» WHAT THIS TASK INVOLVES: Without including any picture, repeat the records below exactly.

Top of MATERIAL TO PROCESS

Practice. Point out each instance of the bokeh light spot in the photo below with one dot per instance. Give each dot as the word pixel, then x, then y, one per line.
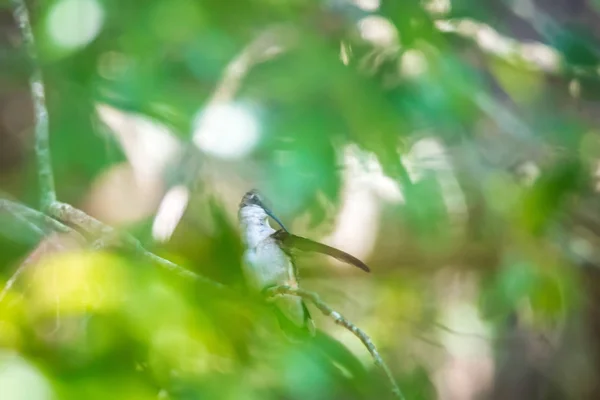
pixel 74 23
pixel 226 130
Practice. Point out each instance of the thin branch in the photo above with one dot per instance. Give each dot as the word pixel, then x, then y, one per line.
pixel 36 218
pixel 340 320
pixel 42 136
pixel 95 228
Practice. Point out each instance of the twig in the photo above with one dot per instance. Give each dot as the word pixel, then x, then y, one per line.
pixel 42 136
pixel 34 218
pixel 95 228
pixel 340 320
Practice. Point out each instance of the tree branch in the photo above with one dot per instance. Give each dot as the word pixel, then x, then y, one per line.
pixel 340 320
pixel 42 136
pixel 36 218
pixel 97 229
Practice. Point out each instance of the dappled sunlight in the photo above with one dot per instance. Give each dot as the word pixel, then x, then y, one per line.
pixel 75 23
pixel 226 131
pixel 448 150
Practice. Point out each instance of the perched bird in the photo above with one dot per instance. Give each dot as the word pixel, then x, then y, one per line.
pixel 268 260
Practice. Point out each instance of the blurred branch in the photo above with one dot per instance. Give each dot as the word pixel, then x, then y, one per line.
pixel 340 320
pixel 49 203
pixel 266 46
pixel 42 137
pixel 534 56
pixel 97 229
pixel 35 218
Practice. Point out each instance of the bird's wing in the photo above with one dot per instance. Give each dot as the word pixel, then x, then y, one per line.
pixel 289 241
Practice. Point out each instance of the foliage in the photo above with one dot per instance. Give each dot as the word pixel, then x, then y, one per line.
pixel 455 156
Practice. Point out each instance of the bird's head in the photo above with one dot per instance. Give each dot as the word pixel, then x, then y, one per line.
pixel 254 198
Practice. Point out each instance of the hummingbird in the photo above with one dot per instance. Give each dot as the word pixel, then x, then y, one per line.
pixel 268 260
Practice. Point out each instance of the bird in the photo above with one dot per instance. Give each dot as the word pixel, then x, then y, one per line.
pixel 268 261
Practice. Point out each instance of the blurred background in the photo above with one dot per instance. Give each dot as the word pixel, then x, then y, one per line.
pixel 453 145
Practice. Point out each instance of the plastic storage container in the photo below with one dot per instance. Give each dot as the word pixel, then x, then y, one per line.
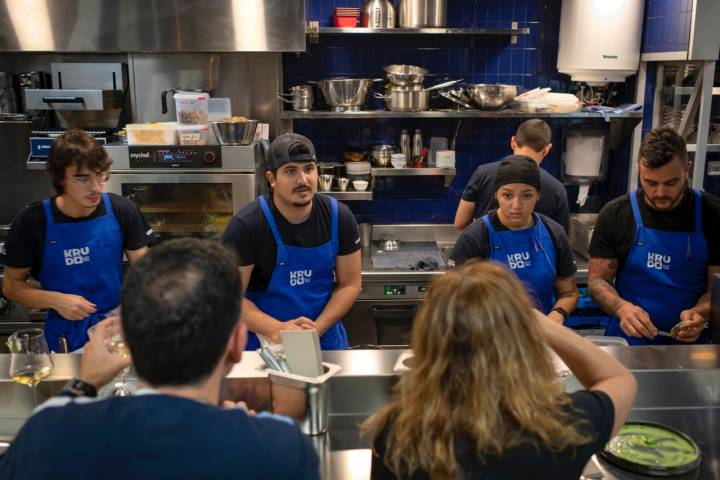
pixel 151 133
pixel 193 134
pixel 191 108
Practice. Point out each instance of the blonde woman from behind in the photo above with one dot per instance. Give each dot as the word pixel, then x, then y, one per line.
pixel 483 399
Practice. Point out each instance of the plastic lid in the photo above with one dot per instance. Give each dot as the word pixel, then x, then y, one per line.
pixel 190 95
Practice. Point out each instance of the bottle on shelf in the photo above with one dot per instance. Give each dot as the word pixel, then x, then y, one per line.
pixel 405 147
pixel 417 149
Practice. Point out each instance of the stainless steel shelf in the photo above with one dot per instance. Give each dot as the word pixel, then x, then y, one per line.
pixel 350 195
pixel 407 172
pixel 687 90
pixel 692 147
pixel 419 31
pixel 326 114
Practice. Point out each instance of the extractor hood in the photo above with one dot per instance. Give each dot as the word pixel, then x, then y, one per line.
pixel 108 26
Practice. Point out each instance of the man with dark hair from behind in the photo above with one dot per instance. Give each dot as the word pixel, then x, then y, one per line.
pixel 181 320
pixel 654 251
pixel 533 139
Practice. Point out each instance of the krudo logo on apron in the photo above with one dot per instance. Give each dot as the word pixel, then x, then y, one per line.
pixel 76 256
pixel 300 277
pixel 519 260
pixel 658 261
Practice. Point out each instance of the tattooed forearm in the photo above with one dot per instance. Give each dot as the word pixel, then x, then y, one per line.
pixel 601 272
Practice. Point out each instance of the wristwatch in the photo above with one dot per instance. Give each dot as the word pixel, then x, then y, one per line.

Bottom of MATERIAL TO PROCESS

» REPLY:
Practice. Point out each instance of the bokeh light spot in the photo below with one dot per instance. Give each dot as the word pixel, then x, then y, one per line.
pixel 74 23
pixel 226 130
Practice. Point out each instance of the thin branch in the photo above with one dot per instance. Give each dot as the word pixel, then x, then y, one per line.
pixel 36 218
pixel 340 320
pixel 42 136
pixel 95 228
Practice. Point out each instance of the twig in the photo above with one dot per instance. Give each dot as the word pixel, then x, then y, one per line.
pixel 42 136
pixel 34 218
pixel 95 228
pixel 340 320
Practice. Point out each instance of the tree branch in the photo above with one dot per instance. Give each dot as the word pixel, then x, then y, one per line.
pixel 340 320
pixel 42 136
pixel 36 218
pixel 97 229
Practice. Point out each instance of the dappled sunlight in the photo above with one dot per instance. Give each dot as the word pixel, then x, then y, one per line.
pixel 75 23
pixel 226 131
pixel 448 150
Practice. Point out each instance of the perched bird in the photo above with one dot per instance. Give each dot as the word pixel, then x, then y, one per line.
pixel 268 260
Practice. Point out each instance of the blurred branch in the photo above with one dot per instance. Give each dot as the word pixel, then x, then y, one per line.
pixel 340 320
pixel 49 203
pixel 266 46
pixel 42 137
pixel 534 56
pixel 97 229
pixel 35 218
Practice. Point out each instance of the bird's wing in the photo above with one dot per instance. Give each dot as the word pixel, then x, then y, one per line.
pixel 289 241
Practice. Point out each instance of the foliage in the photo above with one dot per instance. Give each dot as the word pixel, then x, then y, one per line.
pixel 455 156
Practice. Point out each instance of the bird's head in the photo above with one dot per instance. Give each dot as the word pixel, then x, then y, one per line.
pixel 254 198
Practice. Point out each instance of the hummingbird in the photo above with one dot per instance. Give each dot as the word pixel, then x, then y, one per line.
pixel 268 260
Practice. Point out each instance of the bird in the photo above with one dot per instance. Give each dot as the word pixel, then x, then y, one per line.
pixel 268 261
Practice. Point out each instance of the blurred background in the photo above with one dot per instance. Give each dot as the word pixel, then x, then y, one per line.
pixel 453 145
Practice. Point out each instance of the plastic storage container in the photo below with one dot per instance. Give each dot as the word pixel, then x, then y, one per line.
pixel 151 133
pixel 193 134
pixel 191 108
Practice. Point out each instance of the blonde woman from behind in the photo above with one dot per instance. Give each dot as the word pixel, then x, then y, one per line.
pixel 483 399
Practice. Point out each instance of the plastic lid in the photo above with one dot per instance. Give each dot as the word pixel, then x, then y, one per line.
pixel 190 95
Practice. Point out each instance of the bottle on shelf in the photo above with one dot per instance. Give each dot as the word pixel, then x, then y, one per line.
pixel 405 147
pixel 417 149
Practice. Point out each instance of the stainless steel shelf in the photo above with one dot per instance. Give each dot as the word pixel, then x, then y, one per line.
pixel 350 195
pixel 407 172
pixel 687 90
pixel 692 147
pixel 419 31
pixel 326 114
Practice. Point out each instance of the extractor hood in the photo above with one dot per instance. Give each dot as the word pixel, then x, then y, one per line.
pixel 108 26
Practice. Point out each instance of the man with dark hair from behind in the photo above with one dot per instance. Give each dot as the word pixel, then x, then y, one per line.
pixel 181 320
pixel 654 251
pixel 533 139
Practice. Point out each instance of the krudo logo on apron in the photo above with one dot per instance. Give each dot as the word pixel, then x, then y, one per line.
pixel 76 256
pixel 300 277
pixel 519 260
pixel 658 261
Practice. Point out each instance of the tattooed forearm in the photo above with one dot per instance. Give each dot as the word pixel, then x, then y, one per line.
pixel 601 272
Practice. Point out each instance of the wristwatch in the photo above with one dot per instance. Give each dot as the word pixel, then x, then y, one per line.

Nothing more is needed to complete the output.